*Requests*:
1) In the transit forum thread, what minimum height does one commenter give for the bottom of the guideway, and why?
2) Carry on the transit forum thread with a new comment that follows its final post.

*Selected passage*:
══════════

This is a cool website from Brussels (STIB) which teaches kids how to ride the transit system. It is only in french but I put it through google translate which is decent. Check it out.
Does anyone know how high the elevation will be on the B2M preferred alternative on East Link (the part between I-90 & the P&R?) I went out there today to look around, and stroll around the Slough. Given the ongoing background noise from the interstates and cars on Bellevue Ave, complains about noise in that section seem baseless. If the route is elevated enough to allow cars underneath to the P&R, it would impinge upon the views from the nearby houses, which doesn’t invalidate that choice of alignment, but we should acknowledge that a handful of people have a legitimate aesthetic complaint.
Where is most of the guff about B7 coming from? Further north from Surrey Downs or from the section I mention above? I didn’t get all the way up there so I have no particular thoughts about it.
How much money/clout do the B7 people have? Provided ST does their due diligence, how much of a legal fuss can they make?
Bruce,
I think bottom of the guideway will be at least 15 feet tall as buses have to get underneath also. If there is a mezzanine for fare vending machines, then you might be looking for something on the order of a Tukwila International Blvd Station. If not, perhaps something as high as Mount Baker Station. If that helps.
Bye
Adiós
I think I finally figured out what was funded by the high-speed rail stimulus money. The amount is just short of what’s needed for “Block 2” of the track 2 application, short by about 200 million. Not coincidentally, I hear no plans for 18 new locomotives, or for four new trainsets. Therefore I surmise that all of the heavy construction for Block 2 got approved, but less in the way of new trains. It appears that they still plan to run the two additional services in block 2, but I guess perhaps they will limp along with older equipment until they get more funding.
Here’s a detailed list of all Amtrak Cascades projects being funded by ARRA:
http://www.wsdot.wa.gov/Funding/stimulus/passengerrail.htm
Uh, yes, that page is actually incredibly vague on exactly what got funded, but it is where I got my information. There is *no* detailed list of what projects got funded, only a detailed list of what projects *applied* for funding.
I’ve been poking about at the links within it to come to my conclusion.
FYI, I’m drawing my conclusion from the fact that practically all the infrastructure projects seem to have been mentioned as actually having been started, and a rough ballpark estimate of the cost of locomotives.
Or the new Oregon trainsets are sufficient to run the new services, at least for the near term.
Has anyone seen this? It’s a mildly interesting series of short posts about freeways that were never built and freeways that torn out. It mentions Seattle’s Thompson Expressway.
http://www.slate.com/id/2278883/
It’s very skin-deep, and is mostly useful as an index for further reading.
I certainly apologise if this has been linked here prior.
Insanity. I take a car to a parking lot which is half a mile away, then have to wait for a bus, to take me to a station to wait for a train. Of course no one wants to park there. It eliminates all the convenience of just parking your car and getting on the train.
Start charging $2-$5 per day for the parking 364 spots next to the station. Add way finding signs and any pedestrian amenities needed between the leased lots and the station along with possible improvements to PT routes in the area. Do NOT add any special shuttles.

══════════

[Data records]

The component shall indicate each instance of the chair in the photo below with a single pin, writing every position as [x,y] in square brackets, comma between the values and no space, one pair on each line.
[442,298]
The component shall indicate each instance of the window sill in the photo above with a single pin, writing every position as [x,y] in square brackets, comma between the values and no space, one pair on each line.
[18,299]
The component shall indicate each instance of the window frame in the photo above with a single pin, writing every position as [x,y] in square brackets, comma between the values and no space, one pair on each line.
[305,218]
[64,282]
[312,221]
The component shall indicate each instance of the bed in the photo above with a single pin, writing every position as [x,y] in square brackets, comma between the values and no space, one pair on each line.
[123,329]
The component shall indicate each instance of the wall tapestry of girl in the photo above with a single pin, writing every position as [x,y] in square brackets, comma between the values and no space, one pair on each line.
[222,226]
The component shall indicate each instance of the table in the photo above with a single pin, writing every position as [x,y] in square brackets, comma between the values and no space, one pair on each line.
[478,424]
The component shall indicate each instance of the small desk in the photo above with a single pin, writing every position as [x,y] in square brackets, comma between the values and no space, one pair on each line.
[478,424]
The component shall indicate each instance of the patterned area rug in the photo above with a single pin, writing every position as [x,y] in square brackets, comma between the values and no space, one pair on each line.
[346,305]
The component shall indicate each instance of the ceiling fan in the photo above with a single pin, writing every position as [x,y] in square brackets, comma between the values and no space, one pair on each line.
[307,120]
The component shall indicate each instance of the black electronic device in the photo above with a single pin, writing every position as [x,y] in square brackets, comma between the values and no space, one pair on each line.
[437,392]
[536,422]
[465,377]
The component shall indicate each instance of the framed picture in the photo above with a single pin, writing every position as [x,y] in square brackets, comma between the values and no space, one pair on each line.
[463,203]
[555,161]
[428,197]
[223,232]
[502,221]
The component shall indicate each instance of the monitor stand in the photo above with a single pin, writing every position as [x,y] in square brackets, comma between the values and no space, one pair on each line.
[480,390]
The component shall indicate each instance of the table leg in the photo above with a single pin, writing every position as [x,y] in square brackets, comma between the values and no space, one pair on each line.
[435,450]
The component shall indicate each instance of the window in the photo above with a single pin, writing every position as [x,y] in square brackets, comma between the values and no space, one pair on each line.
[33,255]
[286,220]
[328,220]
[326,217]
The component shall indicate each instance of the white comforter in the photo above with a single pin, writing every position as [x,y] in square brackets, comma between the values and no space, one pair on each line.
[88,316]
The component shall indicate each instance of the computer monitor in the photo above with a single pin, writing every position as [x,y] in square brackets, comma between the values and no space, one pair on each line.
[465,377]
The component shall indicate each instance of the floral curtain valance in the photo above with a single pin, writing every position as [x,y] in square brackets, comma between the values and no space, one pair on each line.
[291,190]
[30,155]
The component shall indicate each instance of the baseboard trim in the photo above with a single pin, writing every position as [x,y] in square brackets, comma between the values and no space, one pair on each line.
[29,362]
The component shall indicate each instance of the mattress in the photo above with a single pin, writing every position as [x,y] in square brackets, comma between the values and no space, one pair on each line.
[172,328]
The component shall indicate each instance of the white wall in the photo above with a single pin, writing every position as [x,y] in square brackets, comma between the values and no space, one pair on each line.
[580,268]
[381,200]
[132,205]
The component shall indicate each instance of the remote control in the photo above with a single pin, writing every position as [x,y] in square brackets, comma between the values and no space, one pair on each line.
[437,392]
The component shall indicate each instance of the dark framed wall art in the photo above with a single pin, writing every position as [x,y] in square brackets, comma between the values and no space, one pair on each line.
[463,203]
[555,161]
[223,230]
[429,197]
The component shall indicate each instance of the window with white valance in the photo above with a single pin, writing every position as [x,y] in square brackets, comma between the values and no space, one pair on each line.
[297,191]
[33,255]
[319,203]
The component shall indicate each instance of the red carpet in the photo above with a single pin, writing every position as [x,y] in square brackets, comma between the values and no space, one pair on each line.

══════════

*Outputs in order*:
1) At least 15 feet, because buses also have to get underneath it.

2)
Ideally, the pedestrian corridors would route people past downtown retail businesses although that route appears a little longer.
Anybody who has ever watched people park for a special event knows people *WILL* walk a longer distance for cheaper, or free, parking. It’s just a matter of fine tuning the variables.
Seriously, Sound Transit, when are you going to start charging for parking facilities that are oversubscribed? You already do this for bike lockers, why not cars?
Charging for parking would be ineffective if the city doesn’t also restrict on street parking. It sounds like commuters are already parking on the street.
You mean Sound Transit is providing the evil “taxpayer-subsidized parking” in order to get people to ride its trains?
“Charging for parking would be ineffective if the city doesn’t also restrict on street parking”
Absolutely. From the article it sounds like Puyallup already has parking restrictions in place. If not, 2 or 3 hour parking restrictions should do the trick and increase parking turnover which would benefit area businesses.
“You mean Sound Transit is providing the evil “taxpayer-subsidized parking” in order to get people to ride its trains?”
… and buses.
How much does it cost to ST for each automobile parking spot vs. each bike locker?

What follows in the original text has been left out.